* **Stored data**:
<<<<

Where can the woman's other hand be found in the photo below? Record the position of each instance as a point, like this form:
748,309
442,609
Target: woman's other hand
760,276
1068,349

>>>>
<<<<

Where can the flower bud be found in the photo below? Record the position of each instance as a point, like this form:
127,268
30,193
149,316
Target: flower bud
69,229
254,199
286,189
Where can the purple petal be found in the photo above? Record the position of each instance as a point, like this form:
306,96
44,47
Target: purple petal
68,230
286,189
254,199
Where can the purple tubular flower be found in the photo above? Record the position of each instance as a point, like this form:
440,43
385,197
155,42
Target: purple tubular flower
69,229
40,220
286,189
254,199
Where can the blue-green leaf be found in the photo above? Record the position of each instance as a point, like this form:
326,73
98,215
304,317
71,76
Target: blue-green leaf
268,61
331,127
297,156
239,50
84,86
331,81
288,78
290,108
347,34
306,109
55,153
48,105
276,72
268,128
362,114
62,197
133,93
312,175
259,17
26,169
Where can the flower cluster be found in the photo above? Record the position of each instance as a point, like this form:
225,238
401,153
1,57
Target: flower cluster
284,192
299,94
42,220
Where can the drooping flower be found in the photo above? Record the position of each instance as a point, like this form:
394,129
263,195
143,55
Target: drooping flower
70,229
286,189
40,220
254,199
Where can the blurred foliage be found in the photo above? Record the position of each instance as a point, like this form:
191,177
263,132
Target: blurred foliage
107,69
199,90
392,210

>>>>
<<<<

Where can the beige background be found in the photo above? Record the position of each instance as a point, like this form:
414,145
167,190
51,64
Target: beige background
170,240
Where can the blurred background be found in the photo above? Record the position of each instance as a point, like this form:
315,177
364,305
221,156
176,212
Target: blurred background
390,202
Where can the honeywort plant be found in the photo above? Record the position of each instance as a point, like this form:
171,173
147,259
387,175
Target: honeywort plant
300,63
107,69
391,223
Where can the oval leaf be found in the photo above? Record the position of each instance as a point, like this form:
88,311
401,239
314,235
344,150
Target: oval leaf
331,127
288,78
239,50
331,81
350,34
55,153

>>>>

* **OBJECTIVE**: Find every line in the entries above that contains the string "beige" and copy each one. Case counts.

* **EXERCISE RESPONSE**:
Where can the beige background be found in the photo above? Record the position of each instance as a point, like this form:
Target: beige background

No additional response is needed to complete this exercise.